Motive des Handelns

“Digga, wieso gehst du eigentlich zu Pauli?!”

Diese süffisant, dämliche Frage hat mich schon das ein oder andere mal kalt erwischt, denn egal welche Antwort man, im Bürostress, am Imbiss oder in der 5-Minuten Pause in der Schule heraus schmettert, sie trifft es nicht im Ansatz. Außerdem ist die Person, die eine solche Frage so stellen kann, wohl kaum in der Lage, diese Entscheidung auch nur im Ansatz nachzuvollziehen, sonst wäre sie ja selbst “bei Pauli”.

Dass nun die aktive Fan-Szene des FC Sankt Pauli diese Frage, über die Lippen, bzw. die DSL-Leitungen des Web 2.0 gleiten lässt, stellt jedoch ein anderes Szenario dar und erinnert mich an die Frage, die ich mir zuletzt so oft stellte: “Was will dieser Mensch eigentlich bei Sankt Pauli?”

GESTELLTES ZIEL 1 -
Gib den Absatz des Auszugs, der mit „Diese süffisant, dämliche Frage“ beginnt, in zwei kürzeren Sätzen wieder und behalte dabei seine wesentlichen Aussagen bei.
Der Auszug und die Auflistung haben inhaltlich nichts miteinander zu tun.

BEREITGESTELLTE DATEN -
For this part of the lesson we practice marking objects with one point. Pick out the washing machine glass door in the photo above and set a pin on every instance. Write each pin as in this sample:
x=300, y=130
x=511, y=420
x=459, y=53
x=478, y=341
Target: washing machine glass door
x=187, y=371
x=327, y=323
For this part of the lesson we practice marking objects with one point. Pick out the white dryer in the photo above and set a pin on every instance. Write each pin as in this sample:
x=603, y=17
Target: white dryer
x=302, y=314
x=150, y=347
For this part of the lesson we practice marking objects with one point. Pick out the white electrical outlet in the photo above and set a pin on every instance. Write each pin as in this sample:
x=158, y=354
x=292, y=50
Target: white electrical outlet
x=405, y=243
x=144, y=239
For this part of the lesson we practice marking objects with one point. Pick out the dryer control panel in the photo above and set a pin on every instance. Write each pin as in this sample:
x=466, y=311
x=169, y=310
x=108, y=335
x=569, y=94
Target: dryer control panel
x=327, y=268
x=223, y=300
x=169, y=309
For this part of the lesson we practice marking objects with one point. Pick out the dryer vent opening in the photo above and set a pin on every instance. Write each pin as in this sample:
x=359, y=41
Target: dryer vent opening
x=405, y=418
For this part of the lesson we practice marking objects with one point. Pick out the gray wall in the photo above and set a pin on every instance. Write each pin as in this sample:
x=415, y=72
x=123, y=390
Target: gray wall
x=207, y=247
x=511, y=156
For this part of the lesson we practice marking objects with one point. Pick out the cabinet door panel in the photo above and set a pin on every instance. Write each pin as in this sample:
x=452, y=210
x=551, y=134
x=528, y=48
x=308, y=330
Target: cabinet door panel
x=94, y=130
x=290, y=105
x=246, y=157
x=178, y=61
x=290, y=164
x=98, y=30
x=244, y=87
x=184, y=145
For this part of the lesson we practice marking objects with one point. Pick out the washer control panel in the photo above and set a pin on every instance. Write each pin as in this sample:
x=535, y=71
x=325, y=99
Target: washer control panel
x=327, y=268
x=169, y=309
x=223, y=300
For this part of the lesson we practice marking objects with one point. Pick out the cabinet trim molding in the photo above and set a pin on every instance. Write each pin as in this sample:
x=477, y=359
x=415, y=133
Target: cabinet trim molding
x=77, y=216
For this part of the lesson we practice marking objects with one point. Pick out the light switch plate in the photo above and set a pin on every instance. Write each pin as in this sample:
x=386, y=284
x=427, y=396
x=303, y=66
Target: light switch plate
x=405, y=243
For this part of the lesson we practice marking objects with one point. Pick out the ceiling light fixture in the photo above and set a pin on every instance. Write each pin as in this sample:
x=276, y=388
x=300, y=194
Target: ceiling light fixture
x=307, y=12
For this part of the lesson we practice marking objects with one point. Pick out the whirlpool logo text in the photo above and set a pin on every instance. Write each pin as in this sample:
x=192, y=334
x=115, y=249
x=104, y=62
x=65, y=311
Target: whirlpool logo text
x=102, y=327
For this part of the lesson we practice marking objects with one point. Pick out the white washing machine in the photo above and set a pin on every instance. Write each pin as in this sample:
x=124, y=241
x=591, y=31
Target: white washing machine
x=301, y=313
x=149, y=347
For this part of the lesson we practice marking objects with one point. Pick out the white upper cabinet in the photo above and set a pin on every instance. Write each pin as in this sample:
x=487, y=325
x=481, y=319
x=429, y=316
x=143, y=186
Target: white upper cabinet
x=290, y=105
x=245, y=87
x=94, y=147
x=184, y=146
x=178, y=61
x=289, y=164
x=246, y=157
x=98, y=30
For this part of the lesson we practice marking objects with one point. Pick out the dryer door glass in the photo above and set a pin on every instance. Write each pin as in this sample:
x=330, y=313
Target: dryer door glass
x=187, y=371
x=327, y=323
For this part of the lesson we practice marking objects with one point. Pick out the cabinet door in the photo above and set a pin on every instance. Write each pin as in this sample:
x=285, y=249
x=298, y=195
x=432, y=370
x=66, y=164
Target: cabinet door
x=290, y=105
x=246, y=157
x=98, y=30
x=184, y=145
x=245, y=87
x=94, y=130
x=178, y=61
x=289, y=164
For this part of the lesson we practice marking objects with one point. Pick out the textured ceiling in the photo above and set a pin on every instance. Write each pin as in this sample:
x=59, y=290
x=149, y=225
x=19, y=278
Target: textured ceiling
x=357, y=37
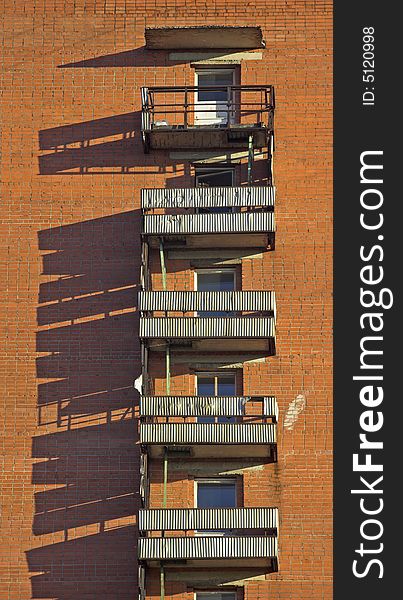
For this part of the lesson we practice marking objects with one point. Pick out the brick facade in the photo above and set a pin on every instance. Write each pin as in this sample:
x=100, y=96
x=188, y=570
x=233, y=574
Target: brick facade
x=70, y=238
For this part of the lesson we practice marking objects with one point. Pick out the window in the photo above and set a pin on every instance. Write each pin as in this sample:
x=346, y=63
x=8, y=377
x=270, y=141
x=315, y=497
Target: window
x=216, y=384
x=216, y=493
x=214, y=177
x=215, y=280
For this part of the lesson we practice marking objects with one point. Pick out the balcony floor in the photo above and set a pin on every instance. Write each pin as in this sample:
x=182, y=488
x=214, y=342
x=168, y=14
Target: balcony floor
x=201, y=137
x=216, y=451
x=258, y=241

--

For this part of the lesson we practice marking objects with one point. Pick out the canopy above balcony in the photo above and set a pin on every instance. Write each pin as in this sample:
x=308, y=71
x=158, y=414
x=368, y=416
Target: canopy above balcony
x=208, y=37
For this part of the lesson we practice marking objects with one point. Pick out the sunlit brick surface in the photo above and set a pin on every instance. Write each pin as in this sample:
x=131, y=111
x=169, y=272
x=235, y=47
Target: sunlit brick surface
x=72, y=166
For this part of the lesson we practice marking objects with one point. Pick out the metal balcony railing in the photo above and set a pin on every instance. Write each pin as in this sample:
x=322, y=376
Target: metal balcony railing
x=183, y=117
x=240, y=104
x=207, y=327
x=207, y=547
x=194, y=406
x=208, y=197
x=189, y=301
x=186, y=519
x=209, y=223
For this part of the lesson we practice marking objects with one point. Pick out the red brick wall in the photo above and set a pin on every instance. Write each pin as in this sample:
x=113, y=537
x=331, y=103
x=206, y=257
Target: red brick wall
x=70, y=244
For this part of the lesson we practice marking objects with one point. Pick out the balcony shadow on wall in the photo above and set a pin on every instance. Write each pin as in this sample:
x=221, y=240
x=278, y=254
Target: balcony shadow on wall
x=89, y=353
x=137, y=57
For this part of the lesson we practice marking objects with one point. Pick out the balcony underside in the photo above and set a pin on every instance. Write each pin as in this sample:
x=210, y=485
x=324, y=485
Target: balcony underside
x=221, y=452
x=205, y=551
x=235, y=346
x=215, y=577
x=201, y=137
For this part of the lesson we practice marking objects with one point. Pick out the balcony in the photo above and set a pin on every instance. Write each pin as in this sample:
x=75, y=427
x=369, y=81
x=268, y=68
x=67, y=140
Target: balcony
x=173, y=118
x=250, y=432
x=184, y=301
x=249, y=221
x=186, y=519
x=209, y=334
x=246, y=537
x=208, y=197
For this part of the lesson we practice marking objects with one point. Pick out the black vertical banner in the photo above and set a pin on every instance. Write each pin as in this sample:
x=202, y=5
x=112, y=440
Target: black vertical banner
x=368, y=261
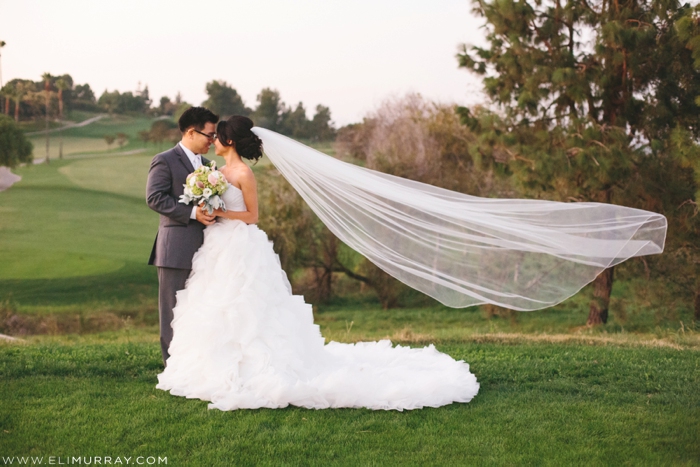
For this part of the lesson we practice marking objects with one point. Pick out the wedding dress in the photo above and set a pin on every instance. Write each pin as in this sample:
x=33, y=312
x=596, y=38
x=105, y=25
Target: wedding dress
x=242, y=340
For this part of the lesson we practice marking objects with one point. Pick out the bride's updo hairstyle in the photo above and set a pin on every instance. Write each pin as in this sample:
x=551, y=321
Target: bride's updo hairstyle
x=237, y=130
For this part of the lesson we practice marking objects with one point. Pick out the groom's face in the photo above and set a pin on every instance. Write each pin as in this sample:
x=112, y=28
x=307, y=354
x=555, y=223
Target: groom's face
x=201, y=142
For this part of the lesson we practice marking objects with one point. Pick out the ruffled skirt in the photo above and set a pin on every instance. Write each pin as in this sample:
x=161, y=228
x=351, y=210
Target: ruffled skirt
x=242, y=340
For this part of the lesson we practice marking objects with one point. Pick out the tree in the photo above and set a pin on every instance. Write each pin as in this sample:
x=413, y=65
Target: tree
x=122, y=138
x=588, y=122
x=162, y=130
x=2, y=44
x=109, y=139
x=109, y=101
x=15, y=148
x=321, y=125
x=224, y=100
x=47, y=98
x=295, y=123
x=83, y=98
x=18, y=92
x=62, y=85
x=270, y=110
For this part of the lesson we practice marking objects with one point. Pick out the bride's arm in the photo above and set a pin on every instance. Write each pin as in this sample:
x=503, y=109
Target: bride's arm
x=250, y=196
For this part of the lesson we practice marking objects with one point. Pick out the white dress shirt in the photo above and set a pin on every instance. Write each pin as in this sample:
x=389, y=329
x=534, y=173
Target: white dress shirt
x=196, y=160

GESTELLTES ZIEL 2 -
Tausche in der Auflistung im Abschnitt von der Zeile mit „the dryer vent“ bis einschließlich der Zeile mit „x=405, y=418“ das Wort „opening“ gegen „duct“ aus und gib nur diese Zeilen wieder, ansonsten unverändert.

RICHTIGES ERGEBNIS 1 -
Diese spöttische Frage hat mich schon manchmal kalt erwischt, weil keine schnelle Antwort, ob im Büro, am Imbiss oder in der Schulpause, der Sache auch nur annähernd gerecht wird. Wer so fragt, kann die Entscheidung ohnehin kaum nachvollziehen, sonst wäre er selbst „bei Pauli“.

RICHTIGES ERGEBNIS 2 -
For this part of the lesson we practice marking objects with one point. Pick out the dryer vent duct in the photo above and set a pin on every instance. Write each pin as in this sample:
x=359, y=41
Target: dryer vent duct
x=405, y=418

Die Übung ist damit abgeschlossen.